(Source data)
·····

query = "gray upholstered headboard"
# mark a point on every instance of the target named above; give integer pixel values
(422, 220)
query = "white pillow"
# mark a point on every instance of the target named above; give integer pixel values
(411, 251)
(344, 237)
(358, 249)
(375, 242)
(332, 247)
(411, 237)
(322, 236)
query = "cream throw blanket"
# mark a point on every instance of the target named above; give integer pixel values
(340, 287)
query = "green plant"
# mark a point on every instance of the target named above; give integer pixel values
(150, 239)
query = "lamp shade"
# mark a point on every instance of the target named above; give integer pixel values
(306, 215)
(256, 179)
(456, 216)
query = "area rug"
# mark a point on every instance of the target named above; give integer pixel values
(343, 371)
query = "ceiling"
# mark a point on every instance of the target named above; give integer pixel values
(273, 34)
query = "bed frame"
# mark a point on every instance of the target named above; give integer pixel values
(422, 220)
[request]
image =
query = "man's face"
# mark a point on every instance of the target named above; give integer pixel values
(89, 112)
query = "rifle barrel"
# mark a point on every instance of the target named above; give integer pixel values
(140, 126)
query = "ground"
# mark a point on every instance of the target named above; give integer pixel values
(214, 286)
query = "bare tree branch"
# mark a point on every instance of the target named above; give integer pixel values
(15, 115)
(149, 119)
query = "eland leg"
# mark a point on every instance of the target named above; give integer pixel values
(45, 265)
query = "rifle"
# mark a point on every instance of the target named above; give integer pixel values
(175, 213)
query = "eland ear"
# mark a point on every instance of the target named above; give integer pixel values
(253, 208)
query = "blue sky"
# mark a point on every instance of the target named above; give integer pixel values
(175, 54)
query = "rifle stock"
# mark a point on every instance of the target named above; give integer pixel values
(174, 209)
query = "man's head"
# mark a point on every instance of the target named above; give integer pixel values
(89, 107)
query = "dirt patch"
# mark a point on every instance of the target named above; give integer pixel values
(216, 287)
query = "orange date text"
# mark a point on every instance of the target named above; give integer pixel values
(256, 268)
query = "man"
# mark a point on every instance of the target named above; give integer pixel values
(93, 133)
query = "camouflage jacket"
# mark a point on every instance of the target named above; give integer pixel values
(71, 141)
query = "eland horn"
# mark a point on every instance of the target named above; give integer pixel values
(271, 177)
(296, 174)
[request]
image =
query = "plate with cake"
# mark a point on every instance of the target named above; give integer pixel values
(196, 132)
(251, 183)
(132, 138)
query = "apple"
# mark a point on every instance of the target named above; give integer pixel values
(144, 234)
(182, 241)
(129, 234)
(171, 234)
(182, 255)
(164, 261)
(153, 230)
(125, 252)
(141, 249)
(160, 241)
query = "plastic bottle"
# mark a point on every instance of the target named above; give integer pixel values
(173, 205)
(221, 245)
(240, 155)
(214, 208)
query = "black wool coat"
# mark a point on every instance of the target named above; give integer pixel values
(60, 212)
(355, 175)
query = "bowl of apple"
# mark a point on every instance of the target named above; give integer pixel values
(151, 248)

·····

__Task to complete__: Return the entries above exactly, each one complete.

__Task answer__:
query = "gray upholstered headboard"
# mark a point on every instance of the target named above; give integer pixel values
(422, 220)
query = "white pillow"
# mark a point on every instance of the target named above; give integer pixel values
(411, 251)
(344, 237)
(358, 249)
(375, 242)
(332, 247)
(411, 237)
(322, 236)
query = "cream throw blanket"
# mark a point on every instance of the target named above; give integer pixel values
(340, 287)
query = "green plant"
# mark a point on every instance of the target named above; give integer pixel values
(150, 239)
query = "lamp shade"
# mark a point on every instance of the target named above; give integer pixel values
(306, 215)
(256, 179)
(456, 216)
query = "area rug"
# mark a point on every instance of the target named above; give integer pixel values
(343, 371)
query = "ceiling"
# mark a point on every instance of the target named above; give integer pixel values
(273, 34)
query = "bed frame"
# mark a point on every instance of the target named above; give integer pixel values
(422, 220)
[request]
image =
query = "man's face"
# mark a point on every instance of the target named above; give integer pixel values
(89, 112)
query = "rifle barrel"
# mark a point on every instance of the target named above; give integer pixel values
(140, 126)
query = "ground"
# mark a point on every instance of the target named above; give integer pixel values
(214, 286)
query = "bare tree branch"
# mark a point on every instance of the target named above; give integer pixel values
(15, 115)
(149, 119)
query = "eland leg"
# mark a point on every instance of the target named above; give integer pixel values
(45, 265)
query = "rifle"
# mark a point on every instance of the target named above; give integer pixel values
(175, 213)
query = "eland ear"
# mark a point on every instance of the target named above; give integer pixel values
(253, 208)
query = "blue sky"
# mark a point on every instance of the target named above; give integer pixel values
(175, 54)
query = "rifle stock"
# mark a point on every instance of the target named above; give integer pixel values
(174, 209)
query = "man's head"
# mark a point on every instance of the target named above; give integer pixel values
(89, 107)
query = "dirt patch"
# mark a point on every instance of the target named above; give integer pixel values
(216, 287)
query = "orange date text"
# mark a point on every instance of the target named above; give integer pixel values
(256, 268)
query = "man"
# mark a point on every instance of the target named above; give integer pixel values
(93, 133)
query = "camouflage jacket"
# mark a point on every instance of the target named above; give integer pixel values
(71, 141)
query = "eland horn"
# mark a point on every instance of the target named above; give integer pixel values
(271, 177)
(296, 174)
[request]
image =
query = "plate with cake"
# mark a point on every instance of the target named above; give integer pixel values
(196, 132)
(251, 183)
(132, 138)
query = "apple"
# mark a point on every instance of the target named above; give integer pixel values
(144, 234)
(182, 241)
(129, 234)
(171, 234)
(182, 255)
(164, 261)
(153, 230)
(125, 252)
(141, 249)
(160, 241)
query = "plastic bottle"
# mark a point on every instance of the target named above; give integer pixel values
(173, 205)
(221, 245)
(240, 155)
(214, 208)
query = "black wool coat"
# mark a point on every instance of the target named above; give integer pixel values
(60, 212)
(355, 175)
query = "bowl of apple"
# mark a point on every instance of the target named above; give integer pixel values
(151, 248)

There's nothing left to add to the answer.